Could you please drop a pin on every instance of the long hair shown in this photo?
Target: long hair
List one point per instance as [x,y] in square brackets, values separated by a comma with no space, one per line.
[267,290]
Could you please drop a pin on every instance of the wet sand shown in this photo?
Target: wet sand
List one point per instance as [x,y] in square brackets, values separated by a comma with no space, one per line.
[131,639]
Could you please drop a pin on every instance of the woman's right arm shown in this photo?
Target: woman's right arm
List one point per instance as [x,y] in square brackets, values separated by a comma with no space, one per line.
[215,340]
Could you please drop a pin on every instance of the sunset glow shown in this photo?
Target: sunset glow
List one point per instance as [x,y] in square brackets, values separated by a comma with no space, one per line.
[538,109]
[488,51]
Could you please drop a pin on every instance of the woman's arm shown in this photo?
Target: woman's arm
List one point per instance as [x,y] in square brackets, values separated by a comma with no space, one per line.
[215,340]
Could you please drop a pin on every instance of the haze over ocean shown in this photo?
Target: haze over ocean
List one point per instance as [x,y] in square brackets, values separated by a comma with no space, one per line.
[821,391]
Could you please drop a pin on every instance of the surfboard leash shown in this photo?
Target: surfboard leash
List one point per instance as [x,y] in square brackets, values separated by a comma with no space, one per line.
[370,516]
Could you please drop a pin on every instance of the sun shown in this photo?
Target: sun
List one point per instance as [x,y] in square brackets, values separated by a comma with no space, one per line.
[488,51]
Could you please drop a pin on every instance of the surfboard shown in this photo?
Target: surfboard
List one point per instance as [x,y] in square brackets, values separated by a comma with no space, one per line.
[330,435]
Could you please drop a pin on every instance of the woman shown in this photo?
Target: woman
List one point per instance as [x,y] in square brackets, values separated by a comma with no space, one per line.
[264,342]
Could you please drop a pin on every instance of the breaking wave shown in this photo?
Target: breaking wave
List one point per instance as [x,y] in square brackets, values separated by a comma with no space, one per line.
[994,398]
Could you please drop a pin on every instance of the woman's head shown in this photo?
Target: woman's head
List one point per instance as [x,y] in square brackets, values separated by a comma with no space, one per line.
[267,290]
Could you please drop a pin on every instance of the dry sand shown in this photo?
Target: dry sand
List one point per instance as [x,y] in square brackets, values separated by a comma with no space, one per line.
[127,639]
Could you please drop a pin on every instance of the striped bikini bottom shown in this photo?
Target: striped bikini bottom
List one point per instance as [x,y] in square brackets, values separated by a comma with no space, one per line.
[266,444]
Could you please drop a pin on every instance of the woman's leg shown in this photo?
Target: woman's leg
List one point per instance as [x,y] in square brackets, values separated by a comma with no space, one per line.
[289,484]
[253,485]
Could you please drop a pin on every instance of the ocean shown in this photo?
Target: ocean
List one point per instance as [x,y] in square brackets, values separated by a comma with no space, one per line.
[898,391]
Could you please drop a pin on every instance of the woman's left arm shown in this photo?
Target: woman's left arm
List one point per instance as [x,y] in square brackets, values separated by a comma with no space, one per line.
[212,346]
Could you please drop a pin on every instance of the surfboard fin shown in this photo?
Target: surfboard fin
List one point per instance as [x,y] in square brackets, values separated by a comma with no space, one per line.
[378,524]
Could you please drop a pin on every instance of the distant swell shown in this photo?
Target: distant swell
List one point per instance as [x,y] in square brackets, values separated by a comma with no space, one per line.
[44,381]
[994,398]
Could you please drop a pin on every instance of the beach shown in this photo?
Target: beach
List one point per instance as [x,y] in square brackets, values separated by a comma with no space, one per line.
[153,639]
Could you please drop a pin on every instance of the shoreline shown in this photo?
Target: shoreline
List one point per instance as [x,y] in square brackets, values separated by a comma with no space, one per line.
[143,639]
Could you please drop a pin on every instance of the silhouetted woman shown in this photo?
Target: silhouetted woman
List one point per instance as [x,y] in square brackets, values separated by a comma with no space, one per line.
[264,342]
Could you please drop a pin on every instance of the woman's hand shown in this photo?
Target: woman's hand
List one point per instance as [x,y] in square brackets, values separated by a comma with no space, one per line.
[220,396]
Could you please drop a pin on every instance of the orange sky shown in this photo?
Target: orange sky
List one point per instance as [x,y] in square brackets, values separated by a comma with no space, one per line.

○ ○ ○

Exercise description.
Put the stretch from the line containing "hand shown in this photo?" through the end of the rows into a Markdown table with two columns, Number and Line. Number each line in order and leave out any blank lines.

Written solution.
| Number | Line |
|---|---|
| 1 | Could you please drop a pin on every instance of the woman's hand shown in this photo? |
| 2 | Target: woman's hand |
| 3 | List one point per instance as [x,y] in square brackets, values separated by a comma with no space, one per line. |
| 4 | [220,396] |
| 5 | Could you please drop a pin on every instance of the orange sky shown in this photo? |
| 6 | Target: orange sky |
| 7 | List one point per instance as [x,y] in square brackets, values separated by a comma with no space, one per line. |